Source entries
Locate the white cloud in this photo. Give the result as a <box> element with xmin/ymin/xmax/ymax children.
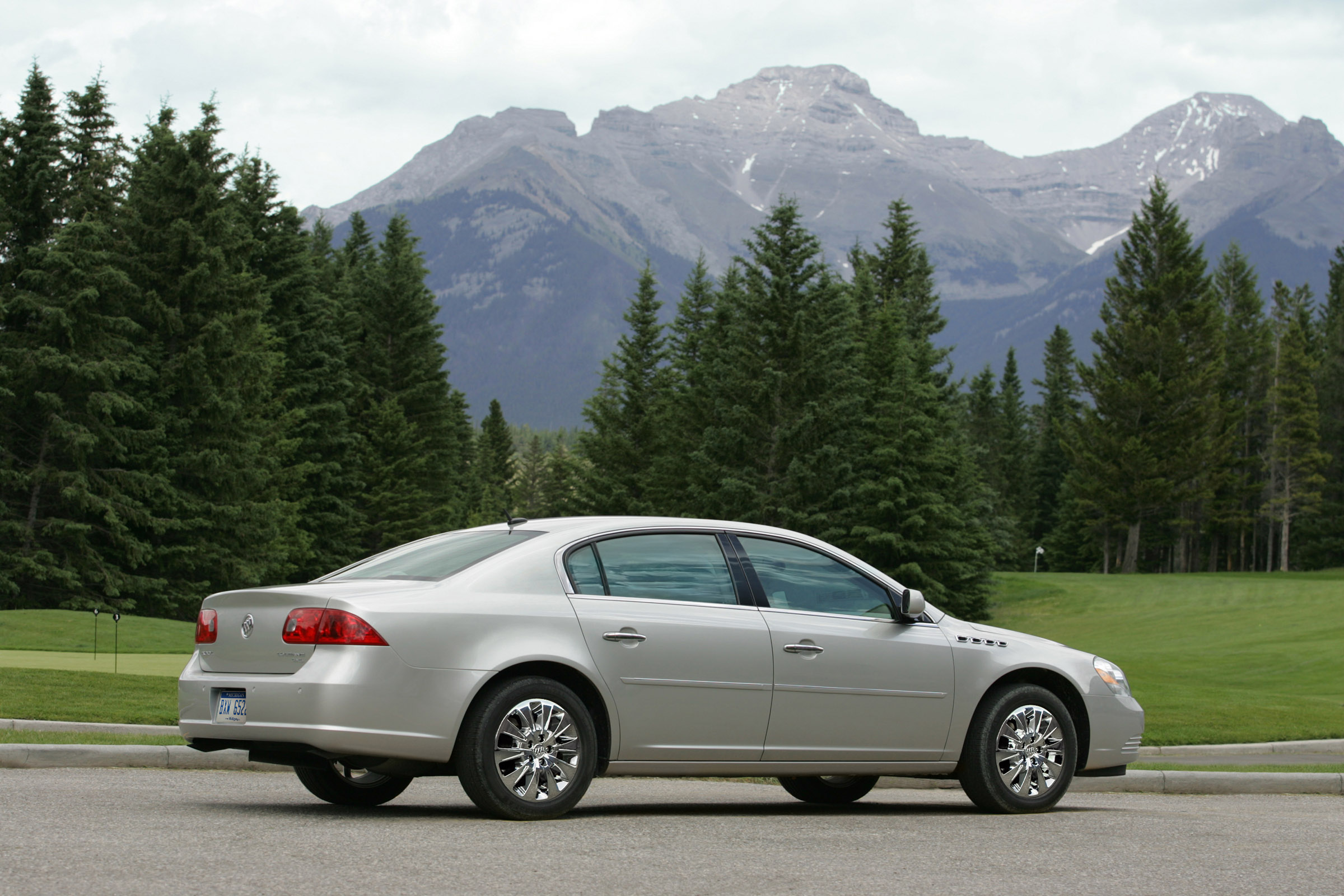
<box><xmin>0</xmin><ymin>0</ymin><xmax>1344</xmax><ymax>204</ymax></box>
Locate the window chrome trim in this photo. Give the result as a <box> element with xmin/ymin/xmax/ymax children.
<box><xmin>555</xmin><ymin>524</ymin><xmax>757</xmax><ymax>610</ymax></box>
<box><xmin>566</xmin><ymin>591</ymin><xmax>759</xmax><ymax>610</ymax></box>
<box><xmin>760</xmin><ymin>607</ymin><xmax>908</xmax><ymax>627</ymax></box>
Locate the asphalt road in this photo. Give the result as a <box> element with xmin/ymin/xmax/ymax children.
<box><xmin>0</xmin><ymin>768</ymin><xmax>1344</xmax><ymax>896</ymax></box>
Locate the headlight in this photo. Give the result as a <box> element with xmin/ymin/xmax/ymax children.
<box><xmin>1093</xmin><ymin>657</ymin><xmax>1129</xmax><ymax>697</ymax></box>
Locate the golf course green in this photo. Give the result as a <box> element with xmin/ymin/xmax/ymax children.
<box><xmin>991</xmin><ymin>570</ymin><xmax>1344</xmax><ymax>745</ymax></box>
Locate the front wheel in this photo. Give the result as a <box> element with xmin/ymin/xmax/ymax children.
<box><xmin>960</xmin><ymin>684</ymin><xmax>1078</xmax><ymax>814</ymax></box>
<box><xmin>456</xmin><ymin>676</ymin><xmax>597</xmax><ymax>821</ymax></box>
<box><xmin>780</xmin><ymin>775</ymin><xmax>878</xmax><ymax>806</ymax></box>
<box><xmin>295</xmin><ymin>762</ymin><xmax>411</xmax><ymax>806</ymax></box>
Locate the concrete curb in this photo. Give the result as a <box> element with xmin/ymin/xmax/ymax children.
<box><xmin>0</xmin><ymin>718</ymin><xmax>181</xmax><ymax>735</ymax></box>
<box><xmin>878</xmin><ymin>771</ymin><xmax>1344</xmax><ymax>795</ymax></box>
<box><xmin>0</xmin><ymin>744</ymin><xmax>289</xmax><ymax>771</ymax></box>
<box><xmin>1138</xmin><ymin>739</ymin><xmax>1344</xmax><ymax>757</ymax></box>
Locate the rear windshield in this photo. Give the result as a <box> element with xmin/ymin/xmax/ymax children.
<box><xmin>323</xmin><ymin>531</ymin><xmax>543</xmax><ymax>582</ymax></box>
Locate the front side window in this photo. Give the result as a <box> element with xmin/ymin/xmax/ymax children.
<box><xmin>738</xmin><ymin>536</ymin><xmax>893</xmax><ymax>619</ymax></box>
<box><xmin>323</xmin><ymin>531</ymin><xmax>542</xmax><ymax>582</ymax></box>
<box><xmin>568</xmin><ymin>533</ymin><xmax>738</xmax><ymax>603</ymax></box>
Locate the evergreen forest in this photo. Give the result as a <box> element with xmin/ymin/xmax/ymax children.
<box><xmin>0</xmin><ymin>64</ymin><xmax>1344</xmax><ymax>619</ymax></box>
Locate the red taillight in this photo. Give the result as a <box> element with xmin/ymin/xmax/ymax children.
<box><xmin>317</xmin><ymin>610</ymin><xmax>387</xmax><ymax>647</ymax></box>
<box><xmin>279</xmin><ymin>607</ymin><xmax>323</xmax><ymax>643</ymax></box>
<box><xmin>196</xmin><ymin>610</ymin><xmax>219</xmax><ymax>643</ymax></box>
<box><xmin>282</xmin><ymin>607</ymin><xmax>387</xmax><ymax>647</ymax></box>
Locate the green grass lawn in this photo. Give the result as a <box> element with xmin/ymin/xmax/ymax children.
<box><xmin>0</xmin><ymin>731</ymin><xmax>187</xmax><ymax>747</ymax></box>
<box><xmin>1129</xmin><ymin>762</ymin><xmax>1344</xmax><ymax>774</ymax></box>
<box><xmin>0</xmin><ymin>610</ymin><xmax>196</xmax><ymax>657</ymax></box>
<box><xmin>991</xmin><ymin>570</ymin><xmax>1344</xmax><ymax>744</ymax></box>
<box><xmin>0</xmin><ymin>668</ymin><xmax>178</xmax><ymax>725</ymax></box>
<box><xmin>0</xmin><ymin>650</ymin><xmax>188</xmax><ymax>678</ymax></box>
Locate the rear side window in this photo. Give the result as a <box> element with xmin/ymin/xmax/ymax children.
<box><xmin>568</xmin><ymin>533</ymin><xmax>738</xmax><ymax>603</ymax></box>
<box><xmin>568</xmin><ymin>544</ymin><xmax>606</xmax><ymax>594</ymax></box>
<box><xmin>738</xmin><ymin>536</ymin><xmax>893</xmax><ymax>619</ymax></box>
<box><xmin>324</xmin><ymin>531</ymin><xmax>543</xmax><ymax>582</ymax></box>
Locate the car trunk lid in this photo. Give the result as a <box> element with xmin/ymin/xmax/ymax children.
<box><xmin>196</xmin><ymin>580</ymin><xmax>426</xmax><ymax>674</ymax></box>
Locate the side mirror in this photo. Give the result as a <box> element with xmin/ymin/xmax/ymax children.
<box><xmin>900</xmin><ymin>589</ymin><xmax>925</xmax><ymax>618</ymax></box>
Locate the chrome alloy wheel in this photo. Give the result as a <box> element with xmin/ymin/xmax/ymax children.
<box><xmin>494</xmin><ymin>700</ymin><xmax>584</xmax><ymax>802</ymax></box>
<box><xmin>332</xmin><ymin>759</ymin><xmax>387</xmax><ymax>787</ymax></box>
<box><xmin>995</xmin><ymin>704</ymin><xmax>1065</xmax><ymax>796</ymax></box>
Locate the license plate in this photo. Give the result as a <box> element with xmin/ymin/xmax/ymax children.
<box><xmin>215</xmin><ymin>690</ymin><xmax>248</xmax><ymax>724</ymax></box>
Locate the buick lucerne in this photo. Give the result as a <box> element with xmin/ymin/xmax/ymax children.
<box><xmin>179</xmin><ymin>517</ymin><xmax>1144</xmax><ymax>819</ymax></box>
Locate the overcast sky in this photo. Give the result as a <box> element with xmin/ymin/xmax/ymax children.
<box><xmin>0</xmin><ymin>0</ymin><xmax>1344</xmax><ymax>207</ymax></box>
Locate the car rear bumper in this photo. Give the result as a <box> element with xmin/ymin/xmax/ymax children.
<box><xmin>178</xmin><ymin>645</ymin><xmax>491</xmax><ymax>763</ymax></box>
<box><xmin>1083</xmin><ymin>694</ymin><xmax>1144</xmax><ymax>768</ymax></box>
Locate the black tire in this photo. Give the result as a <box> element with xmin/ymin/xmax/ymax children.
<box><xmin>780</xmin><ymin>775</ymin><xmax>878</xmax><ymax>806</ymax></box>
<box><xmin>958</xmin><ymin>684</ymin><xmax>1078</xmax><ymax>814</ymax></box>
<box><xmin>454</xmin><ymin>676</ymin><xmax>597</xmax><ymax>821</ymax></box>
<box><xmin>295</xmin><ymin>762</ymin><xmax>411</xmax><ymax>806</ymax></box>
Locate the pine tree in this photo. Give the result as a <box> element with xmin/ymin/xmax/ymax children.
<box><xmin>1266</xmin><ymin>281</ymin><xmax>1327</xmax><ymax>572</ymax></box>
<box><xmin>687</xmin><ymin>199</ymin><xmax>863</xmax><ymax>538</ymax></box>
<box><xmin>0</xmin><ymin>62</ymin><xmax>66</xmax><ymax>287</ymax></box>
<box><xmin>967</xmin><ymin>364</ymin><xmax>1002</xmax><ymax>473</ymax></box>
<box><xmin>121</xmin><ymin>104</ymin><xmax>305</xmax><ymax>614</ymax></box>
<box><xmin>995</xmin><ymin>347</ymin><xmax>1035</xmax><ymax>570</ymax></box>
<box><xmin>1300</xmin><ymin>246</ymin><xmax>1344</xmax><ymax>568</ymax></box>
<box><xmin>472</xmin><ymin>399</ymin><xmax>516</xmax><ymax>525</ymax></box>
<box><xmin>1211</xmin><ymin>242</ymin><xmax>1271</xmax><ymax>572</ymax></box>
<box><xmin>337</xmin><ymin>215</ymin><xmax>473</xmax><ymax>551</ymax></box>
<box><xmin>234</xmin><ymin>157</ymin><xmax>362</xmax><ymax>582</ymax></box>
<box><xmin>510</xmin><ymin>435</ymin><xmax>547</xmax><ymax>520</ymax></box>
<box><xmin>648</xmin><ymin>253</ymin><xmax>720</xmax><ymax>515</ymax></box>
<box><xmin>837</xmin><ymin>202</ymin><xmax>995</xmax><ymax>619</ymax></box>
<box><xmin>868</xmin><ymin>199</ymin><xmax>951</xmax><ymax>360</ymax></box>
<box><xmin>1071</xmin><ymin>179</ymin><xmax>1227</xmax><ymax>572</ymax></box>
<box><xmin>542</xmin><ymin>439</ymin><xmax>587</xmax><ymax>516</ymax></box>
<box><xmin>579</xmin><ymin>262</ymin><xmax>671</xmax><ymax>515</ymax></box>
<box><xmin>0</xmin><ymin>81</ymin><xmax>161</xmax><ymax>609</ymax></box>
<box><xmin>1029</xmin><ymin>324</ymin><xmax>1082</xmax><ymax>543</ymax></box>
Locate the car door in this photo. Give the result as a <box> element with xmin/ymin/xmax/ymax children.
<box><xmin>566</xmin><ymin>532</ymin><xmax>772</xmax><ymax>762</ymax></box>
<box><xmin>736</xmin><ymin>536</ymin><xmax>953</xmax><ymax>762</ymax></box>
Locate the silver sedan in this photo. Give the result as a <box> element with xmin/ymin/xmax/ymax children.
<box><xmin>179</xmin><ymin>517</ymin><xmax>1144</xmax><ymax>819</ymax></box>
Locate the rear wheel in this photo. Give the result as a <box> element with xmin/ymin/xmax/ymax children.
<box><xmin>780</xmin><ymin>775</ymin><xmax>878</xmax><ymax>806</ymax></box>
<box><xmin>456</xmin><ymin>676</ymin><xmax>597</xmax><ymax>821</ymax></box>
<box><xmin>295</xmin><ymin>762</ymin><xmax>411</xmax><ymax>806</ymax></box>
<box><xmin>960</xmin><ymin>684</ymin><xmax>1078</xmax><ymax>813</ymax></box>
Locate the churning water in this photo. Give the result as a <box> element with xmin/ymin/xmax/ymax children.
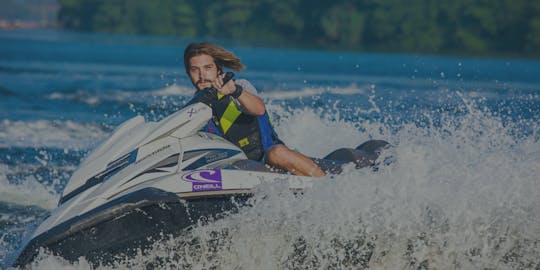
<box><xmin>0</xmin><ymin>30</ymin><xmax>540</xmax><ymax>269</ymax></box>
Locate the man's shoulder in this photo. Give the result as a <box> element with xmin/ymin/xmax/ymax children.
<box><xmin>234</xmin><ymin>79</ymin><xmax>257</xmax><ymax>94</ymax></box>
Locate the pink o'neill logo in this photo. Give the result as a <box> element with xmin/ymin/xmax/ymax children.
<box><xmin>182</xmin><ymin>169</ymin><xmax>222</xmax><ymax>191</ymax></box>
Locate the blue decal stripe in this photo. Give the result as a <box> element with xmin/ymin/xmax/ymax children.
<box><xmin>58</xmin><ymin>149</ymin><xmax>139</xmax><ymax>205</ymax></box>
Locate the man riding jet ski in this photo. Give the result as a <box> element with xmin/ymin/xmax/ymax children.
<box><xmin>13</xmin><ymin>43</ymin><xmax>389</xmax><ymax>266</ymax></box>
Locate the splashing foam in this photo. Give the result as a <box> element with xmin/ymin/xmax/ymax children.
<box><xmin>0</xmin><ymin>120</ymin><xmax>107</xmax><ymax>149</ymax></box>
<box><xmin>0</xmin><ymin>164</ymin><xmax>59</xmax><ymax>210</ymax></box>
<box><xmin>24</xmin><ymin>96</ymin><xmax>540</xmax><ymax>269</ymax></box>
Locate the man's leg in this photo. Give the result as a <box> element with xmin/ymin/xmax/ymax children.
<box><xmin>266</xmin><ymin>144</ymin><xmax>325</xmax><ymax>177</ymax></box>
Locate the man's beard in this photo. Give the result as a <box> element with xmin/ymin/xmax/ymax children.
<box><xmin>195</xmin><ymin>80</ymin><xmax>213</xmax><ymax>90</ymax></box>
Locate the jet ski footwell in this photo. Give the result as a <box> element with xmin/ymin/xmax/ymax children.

### WHAT THIS TASK INVOLVES
Starting at the line that contains "Locate the pink", write the entries out again word for word, and stop after the final line of the entries.

### COMPLETE ANSWER
Locate the pink o'neill logo in this photo. Give the result as a <box> element with xmin/ymin/xmax/ymax children.
<box><xmin>182</xmin><ymin>169</ymin><xmax>222</xmax><ymax>191</ymax></box>
Locate the blue decal stripe in this photo. Give the result as a <box> element with xmin/ymin/xmax/ymax children.
<box><xmin>58</xmin><ymin>149</ymin><xmax>139</xmax><ymax>205</ymax></box>
Locate the man riding jet ski in this photo. Give the result as a <box> element with xmin/ymin/xmax/ymax children.
<box><xmin>13</xmin><ymin>43</ymin><xmax>389</xmax><ymax>266</ymax></box>
Locate the splashing foam in this photo. Give the result as a <box> element with xmin/ymin/xmax/ymax children.
<box><xmin>0</xmin><ymin>120</ymin><xmax>107</xmax><ymax>149</ymax></box>
<box><xmin>0</xmin><ymin>164</ymin><xmax>59</xmax><ymax>210</ymax></box>
<box><xmin>24</xmin><ymin>96</ymin><xmax>540</xmax><ymax>269</ymax></box>
Locate the man's leg in this photo. Give the result as a <box> element with xmin/ymin/xmax/ymax children.
<box><xmin>266</xmin><ymin>144</ymin><xmax>325</xmax><ymax>177</ymax></box>
Locate the man's beard in this photo. Give the result as a <box> element with xmin/ymin/xmax/ymax children.
<box><xmin>195</xmin><ymin>80</ymin><xmax>213</xmax><ymax>90</ymax></box>
Locate the jet ski footwell in this photo. Give the result as a <box> element with xmin/ymin/xmax/ymax children.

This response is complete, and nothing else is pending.